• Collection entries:
————————
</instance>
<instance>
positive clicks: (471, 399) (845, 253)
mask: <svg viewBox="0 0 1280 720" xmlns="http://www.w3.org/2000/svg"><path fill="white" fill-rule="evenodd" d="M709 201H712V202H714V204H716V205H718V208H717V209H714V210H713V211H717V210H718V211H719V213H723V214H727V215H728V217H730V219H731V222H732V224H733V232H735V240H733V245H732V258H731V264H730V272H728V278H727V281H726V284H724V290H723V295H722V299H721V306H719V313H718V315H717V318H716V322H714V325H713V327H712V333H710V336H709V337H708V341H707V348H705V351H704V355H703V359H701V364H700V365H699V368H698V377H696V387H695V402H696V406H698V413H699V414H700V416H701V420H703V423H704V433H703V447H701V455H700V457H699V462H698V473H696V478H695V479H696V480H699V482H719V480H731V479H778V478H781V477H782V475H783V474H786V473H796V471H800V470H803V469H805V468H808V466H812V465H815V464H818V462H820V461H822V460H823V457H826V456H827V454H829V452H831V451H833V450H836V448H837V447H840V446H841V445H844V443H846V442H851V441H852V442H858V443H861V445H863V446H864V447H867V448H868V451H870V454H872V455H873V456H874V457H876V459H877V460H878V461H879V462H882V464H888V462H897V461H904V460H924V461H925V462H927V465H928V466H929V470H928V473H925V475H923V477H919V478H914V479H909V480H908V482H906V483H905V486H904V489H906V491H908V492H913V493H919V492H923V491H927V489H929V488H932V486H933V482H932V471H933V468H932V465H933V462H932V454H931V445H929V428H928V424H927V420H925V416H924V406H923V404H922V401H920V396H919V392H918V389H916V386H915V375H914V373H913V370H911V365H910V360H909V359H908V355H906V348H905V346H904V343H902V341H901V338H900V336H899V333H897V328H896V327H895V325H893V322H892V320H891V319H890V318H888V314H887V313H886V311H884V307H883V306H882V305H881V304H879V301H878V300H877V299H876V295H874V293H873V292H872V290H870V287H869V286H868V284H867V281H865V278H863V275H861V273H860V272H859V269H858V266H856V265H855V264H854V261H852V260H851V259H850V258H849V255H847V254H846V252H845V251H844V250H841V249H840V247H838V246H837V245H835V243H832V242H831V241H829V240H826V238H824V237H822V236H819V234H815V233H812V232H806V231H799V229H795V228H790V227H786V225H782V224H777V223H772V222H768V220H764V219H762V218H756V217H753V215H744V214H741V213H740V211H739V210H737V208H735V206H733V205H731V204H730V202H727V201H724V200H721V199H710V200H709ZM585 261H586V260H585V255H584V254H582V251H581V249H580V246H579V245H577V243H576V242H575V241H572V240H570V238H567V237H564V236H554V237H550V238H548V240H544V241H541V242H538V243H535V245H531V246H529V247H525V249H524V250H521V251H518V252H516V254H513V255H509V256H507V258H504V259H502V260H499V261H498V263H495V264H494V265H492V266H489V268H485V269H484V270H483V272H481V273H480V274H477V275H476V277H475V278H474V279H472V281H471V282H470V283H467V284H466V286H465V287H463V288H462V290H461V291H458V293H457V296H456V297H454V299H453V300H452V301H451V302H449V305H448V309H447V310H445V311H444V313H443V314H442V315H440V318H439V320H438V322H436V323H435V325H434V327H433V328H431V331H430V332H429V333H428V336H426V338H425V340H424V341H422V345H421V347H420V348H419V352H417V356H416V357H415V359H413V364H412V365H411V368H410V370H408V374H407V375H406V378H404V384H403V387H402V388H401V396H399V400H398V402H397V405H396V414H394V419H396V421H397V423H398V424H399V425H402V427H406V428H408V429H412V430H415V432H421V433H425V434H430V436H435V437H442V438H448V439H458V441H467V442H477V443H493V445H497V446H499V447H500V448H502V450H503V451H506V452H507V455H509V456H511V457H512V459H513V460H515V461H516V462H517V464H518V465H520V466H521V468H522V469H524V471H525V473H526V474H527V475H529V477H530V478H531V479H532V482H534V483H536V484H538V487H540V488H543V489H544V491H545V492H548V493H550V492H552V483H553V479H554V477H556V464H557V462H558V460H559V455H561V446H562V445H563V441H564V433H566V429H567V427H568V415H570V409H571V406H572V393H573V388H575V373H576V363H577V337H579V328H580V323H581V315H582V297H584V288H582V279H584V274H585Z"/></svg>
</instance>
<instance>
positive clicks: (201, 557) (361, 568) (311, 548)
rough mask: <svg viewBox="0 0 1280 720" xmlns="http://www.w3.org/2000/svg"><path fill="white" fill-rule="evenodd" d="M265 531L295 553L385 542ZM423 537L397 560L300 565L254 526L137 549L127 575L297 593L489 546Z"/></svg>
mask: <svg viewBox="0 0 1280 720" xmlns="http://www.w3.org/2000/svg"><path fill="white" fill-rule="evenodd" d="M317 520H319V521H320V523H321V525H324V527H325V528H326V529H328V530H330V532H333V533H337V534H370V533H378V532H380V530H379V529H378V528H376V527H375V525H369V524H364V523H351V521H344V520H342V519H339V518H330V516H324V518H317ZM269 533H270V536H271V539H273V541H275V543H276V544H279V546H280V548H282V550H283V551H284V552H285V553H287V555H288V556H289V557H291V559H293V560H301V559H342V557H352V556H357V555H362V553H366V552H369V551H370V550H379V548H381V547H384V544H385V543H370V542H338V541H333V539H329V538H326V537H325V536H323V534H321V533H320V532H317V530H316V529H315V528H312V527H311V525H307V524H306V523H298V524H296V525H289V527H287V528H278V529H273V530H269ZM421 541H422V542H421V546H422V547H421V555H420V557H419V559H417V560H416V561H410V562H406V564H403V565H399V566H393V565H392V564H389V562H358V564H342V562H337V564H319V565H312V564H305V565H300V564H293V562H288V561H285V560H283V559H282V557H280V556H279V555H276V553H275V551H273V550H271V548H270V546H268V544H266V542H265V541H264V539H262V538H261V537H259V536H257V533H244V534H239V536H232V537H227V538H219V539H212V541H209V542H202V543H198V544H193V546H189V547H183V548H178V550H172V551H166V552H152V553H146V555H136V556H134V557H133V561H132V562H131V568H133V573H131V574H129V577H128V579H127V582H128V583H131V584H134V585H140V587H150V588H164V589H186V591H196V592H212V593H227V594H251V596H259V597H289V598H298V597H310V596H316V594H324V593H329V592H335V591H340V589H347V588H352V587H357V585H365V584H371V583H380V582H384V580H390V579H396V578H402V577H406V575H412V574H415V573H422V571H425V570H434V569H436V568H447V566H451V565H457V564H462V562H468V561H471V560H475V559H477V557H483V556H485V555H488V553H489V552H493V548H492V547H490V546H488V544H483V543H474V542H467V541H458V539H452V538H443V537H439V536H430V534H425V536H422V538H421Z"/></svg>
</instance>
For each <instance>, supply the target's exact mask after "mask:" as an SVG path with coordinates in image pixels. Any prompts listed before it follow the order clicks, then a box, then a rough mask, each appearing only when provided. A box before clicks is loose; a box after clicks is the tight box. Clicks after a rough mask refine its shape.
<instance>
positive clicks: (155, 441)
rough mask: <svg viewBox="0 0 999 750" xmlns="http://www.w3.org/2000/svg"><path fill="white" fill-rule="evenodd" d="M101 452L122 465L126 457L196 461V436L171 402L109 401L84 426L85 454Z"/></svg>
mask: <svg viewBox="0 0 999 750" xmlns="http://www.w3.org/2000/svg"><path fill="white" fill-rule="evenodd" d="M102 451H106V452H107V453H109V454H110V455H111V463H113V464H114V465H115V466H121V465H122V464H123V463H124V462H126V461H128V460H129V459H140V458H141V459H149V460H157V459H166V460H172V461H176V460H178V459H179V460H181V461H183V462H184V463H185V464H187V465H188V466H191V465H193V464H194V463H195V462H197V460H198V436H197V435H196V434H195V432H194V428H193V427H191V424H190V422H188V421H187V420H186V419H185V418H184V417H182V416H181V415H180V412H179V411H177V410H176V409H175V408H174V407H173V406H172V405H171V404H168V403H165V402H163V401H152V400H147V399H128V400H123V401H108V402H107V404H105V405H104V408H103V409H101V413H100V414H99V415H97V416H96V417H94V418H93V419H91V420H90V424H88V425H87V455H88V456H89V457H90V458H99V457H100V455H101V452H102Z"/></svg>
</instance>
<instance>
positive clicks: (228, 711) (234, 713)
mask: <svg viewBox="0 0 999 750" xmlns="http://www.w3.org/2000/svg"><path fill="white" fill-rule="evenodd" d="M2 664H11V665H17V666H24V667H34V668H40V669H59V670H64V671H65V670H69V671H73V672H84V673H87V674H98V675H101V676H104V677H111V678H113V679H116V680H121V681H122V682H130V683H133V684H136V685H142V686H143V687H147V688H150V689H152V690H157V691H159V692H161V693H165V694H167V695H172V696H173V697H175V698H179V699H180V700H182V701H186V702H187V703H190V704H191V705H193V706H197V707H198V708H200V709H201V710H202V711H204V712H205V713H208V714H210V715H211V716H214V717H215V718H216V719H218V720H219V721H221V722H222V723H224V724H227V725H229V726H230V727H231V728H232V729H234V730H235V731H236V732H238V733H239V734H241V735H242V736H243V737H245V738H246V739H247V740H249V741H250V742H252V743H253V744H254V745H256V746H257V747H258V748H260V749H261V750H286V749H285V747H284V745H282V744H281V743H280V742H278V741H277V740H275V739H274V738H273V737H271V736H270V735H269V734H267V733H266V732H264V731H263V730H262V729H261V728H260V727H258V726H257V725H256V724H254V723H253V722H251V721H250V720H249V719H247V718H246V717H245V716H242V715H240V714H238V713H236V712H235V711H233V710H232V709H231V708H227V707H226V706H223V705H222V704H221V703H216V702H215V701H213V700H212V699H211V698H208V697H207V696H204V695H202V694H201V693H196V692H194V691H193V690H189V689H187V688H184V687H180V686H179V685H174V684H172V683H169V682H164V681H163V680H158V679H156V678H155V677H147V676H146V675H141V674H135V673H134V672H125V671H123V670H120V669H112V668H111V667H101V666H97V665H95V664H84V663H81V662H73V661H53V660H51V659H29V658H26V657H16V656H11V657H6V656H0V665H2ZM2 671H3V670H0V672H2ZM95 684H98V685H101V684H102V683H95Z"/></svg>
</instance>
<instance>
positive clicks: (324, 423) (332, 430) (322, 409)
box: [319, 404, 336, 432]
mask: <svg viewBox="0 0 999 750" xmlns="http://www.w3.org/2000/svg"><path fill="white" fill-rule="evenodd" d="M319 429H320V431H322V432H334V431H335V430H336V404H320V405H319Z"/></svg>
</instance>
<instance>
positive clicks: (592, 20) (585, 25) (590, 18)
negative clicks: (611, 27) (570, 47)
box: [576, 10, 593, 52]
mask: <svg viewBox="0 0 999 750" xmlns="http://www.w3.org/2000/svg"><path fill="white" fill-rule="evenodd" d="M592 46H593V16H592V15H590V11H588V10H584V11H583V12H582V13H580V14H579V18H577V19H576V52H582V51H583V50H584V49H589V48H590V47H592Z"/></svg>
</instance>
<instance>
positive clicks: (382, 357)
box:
————————
• What to work on:
Reproduce exactly, with nothing added, the lines from the one that contains "positive clicks: (592, 20)" to the end of the data.

• Exercise solution:
positive clicks: (592, 20) (585, 25) (590, 18)
negative clicks: (611, 27) (570, 47)
box: [576, 10, 593, 52]
mask: <svg viewBox="0 0 999 750" xmlns="http://www.w3.org/2000/svg"><path fill="white" fill-rule="evenodd" d="M592 46H593V16H592V15H590V11H588V10H584V11H583V12H582V13H580V14H579V18H577V19H576V52H582V51H583V50H584V49H589V48H590V47H592Z"/></svg>
</instance>
<instance>
positive clicks: (382, 357)
box:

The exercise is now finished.